● SUPPLIED TEXT:
::::
# Custom Paint Shops (CANDY) around Los Angeles Area



## sash1 (Feb 25, 2006)

Hello, I am looking for a sick custom paint shop that can do high quality candys in/around the Los Angeles area...any ideas. Thank you


----------



## sash1 (Feb 25, 2006)

Nobody knows a quality paint shop that will candy my car.....


----------



## Hoss805 (Mar 11, 2005)

i know of one but he is backed up, what kind of car ????


----------



## sash1 (Feb 25, 2006)

little Plymouth Prowler. Needs no body work


----------



## MicrophoneFiend (May 10, 2008)

> _Originally posted by sash1_@Aug 11 2009, 11:03 PM~14743476
> *little Plymouth Prowler. Needs no body work
> *



Hey man you called our shop I talked to you the other day. We can do it just need to bring the car so we know what were looking at. 661-833-8486 ask for Dion.
Kal Koncepts
Bakersfield


----------



## sash1 (Feb 25, 2006)

Heres the problem. If I cant get a price quote over the phone, Bakersfield is too far for me to drive and come back empty handed, make sense


----------



## STR8RIDA (Nov 1, 2007)

> _Originally posted by sash1_@Aug 13 2009, 09:14 AM~14757276
> *Heres the problem. If I cant get a price quote over the phone, Bakersfield is too far for me to drive and come back empty handed, make sense
> *


The only way to get a quote over the phone is to have body shop manager listen on the phone as you tap your phone twice on every panel so that they can tell what kind of shape your car is in :biggrin: 

SERIOUSLY - you cannot give an est. without seeing the car PERIOD. There are too many variables that could be wrong with the car. YOU know the car is in good shape, but the guy on the phone doesnt, and as we all know there are fools out there trying to get over on whoever they can. If he was to tell you a price for a car in good shape and then it was not in good shape some people might try and hold him to that price. Nothing but problems can come from trying to est over the phone. I dealt with this when I had my shop. Bakersfield may a bt of a drive and all but I do know that Kal Koncepts does some over the top work! Good luck getting yoru ride hooked up just realize anyone worth while will need to see the car to give an idea on a price.....
::::
● DIRECTIVE 1: Collect every line of the records that contains the string "bottom", treating uppercase and lowercase letters as distinct.
The paint shop thread and the records come from unrelated sources.

● EXERCISE MATERIALS:
::::
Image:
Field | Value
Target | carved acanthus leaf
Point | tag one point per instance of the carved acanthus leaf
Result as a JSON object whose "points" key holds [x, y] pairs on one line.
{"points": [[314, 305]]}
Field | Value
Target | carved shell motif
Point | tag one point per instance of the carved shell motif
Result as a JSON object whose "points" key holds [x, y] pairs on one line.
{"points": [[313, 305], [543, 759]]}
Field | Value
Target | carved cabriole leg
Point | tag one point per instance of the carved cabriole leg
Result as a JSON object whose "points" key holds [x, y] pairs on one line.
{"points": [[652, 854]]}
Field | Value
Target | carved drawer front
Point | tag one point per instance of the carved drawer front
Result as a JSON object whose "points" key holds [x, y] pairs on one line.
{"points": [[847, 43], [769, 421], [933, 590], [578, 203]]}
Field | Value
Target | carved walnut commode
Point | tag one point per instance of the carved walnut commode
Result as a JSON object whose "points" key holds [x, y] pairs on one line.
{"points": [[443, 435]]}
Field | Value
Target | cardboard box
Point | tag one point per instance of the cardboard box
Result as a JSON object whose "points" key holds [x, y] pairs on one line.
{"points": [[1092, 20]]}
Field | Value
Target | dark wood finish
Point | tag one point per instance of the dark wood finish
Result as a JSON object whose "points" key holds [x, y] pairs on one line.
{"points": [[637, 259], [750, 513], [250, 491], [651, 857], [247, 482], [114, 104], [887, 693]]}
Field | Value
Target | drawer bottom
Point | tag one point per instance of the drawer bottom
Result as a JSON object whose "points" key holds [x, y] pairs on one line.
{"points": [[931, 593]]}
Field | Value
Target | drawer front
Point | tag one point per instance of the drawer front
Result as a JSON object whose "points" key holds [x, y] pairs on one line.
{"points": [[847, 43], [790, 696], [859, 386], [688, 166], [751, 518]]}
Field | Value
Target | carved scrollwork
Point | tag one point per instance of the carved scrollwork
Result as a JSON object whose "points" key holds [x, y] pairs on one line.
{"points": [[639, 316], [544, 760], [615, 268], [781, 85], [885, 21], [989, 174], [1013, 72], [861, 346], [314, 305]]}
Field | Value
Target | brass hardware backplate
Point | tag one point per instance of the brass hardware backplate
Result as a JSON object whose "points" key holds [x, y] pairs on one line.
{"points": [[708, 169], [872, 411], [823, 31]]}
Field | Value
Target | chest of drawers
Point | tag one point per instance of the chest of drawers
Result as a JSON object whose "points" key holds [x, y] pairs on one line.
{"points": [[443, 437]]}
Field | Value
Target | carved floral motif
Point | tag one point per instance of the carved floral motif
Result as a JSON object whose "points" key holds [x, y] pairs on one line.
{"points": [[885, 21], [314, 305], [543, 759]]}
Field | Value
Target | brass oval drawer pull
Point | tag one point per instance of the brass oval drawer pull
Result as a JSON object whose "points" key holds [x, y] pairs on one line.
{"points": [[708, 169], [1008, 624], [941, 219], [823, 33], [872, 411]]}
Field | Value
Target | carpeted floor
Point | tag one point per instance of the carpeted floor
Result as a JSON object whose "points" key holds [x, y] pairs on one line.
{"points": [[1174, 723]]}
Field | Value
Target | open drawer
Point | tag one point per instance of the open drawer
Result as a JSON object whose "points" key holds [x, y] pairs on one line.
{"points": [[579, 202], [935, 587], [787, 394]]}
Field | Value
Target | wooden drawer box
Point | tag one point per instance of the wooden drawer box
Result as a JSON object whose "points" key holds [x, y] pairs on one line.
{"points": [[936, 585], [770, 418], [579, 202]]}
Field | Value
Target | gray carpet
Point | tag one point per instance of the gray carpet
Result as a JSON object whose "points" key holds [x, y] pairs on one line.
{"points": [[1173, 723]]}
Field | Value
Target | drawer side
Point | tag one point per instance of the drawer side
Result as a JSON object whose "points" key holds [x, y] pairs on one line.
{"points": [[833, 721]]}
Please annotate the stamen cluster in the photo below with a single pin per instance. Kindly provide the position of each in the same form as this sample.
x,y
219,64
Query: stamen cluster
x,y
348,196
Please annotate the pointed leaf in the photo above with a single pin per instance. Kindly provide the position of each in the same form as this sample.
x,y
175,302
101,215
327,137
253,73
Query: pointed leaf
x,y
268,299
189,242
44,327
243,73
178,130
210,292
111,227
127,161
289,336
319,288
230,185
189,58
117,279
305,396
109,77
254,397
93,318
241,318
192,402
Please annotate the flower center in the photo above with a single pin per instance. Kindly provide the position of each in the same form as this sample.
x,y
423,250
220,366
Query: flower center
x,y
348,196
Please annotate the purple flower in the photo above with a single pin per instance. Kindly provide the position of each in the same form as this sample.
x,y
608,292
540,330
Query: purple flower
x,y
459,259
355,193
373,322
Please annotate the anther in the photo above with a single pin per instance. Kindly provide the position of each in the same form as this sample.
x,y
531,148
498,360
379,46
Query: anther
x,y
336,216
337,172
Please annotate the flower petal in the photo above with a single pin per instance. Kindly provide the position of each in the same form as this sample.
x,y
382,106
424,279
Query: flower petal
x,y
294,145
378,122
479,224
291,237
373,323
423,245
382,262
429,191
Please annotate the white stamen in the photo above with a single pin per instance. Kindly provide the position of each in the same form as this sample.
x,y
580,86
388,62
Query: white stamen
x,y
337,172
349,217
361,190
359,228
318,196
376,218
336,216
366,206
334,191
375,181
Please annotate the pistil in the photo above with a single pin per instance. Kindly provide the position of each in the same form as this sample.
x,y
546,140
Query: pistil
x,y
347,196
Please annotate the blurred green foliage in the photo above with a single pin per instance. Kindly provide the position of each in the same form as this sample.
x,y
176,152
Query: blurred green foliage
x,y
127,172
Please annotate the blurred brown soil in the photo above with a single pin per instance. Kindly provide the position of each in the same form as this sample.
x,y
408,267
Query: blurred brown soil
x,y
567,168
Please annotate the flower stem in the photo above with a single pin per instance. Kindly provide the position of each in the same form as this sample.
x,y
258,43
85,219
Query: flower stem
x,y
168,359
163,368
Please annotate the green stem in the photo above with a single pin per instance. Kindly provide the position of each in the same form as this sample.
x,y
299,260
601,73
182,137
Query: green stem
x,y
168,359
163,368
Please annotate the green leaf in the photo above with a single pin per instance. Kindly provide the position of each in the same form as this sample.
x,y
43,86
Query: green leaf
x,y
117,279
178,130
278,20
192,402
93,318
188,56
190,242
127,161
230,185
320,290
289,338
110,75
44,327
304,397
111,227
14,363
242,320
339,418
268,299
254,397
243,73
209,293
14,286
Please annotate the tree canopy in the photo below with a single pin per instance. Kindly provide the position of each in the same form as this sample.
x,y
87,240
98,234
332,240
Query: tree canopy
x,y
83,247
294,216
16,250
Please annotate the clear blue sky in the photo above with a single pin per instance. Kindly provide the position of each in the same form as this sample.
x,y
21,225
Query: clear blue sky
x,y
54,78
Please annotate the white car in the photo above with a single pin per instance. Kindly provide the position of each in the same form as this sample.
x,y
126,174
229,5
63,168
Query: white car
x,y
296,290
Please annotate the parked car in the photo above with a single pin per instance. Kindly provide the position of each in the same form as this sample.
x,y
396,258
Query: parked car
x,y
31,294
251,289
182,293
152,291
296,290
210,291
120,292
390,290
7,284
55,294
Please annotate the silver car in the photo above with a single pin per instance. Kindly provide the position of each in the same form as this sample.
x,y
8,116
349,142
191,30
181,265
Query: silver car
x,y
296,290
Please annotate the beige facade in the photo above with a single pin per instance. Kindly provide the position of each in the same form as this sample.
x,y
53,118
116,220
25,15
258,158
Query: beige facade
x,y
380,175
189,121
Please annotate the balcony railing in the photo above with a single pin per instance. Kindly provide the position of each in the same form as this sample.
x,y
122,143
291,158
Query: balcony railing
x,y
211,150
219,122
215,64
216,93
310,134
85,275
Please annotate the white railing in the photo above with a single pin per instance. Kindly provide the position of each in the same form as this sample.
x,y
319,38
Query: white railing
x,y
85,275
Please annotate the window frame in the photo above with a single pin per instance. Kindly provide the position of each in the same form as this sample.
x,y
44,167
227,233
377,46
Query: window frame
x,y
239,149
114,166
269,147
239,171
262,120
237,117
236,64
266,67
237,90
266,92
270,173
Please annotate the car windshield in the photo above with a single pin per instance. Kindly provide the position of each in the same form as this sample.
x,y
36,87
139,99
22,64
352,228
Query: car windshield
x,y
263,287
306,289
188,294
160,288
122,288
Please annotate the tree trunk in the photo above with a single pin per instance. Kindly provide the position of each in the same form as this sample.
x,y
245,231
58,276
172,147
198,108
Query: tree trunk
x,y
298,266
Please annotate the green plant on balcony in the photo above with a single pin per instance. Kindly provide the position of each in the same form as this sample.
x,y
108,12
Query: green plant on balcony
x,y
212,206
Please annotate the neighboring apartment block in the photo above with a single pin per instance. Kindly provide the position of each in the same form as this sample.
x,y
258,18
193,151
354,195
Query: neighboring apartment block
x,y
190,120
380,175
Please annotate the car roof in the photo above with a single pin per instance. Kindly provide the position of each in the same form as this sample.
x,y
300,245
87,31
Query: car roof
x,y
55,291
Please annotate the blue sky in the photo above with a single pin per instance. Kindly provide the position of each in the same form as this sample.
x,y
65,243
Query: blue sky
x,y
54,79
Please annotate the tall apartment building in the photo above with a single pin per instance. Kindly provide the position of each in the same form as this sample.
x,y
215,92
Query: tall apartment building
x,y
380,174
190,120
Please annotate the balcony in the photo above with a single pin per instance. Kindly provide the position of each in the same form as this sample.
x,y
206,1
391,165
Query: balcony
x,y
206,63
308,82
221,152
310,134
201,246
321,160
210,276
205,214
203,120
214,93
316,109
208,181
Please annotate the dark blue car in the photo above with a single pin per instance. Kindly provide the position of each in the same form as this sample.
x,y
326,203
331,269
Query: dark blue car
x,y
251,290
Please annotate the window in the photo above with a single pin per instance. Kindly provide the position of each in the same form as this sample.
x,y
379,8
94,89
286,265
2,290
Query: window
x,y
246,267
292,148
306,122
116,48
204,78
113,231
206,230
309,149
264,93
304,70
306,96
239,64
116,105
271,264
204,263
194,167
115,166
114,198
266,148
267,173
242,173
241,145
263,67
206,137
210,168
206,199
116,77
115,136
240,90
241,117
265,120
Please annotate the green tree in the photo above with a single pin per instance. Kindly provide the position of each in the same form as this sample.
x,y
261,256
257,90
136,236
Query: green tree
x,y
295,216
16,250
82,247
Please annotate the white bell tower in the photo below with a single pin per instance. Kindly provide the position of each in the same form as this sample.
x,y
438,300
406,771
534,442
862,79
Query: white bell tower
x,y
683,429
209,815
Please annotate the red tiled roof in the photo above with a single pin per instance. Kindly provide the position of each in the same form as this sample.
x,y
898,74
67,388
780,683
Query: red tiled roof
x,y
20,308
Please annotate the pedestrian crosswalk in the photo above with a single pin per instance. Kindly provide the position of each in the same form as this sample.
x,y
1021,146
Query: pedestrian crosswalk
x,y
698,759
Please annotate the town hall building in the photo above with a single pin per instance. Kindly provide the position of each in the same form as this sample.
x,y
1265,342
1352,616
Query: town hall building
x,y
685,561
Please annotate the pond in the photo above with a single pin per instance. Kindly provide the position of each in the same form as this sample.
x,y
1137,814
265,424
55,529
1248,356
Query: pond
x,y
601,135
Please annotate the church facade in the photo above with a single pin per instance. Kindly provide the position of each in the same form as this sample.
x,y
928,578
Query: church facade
::::
● DIRECTIVE 2: In the paint shop thread, whom does MicrophoneFiend say a caller should ask for at the posted phone number?

● CORRECT ANSWER 1:
Target | drawer bottom
Point | tag one point per instance of the drawer bottom

● CORRECT ANSWER 2: Dion.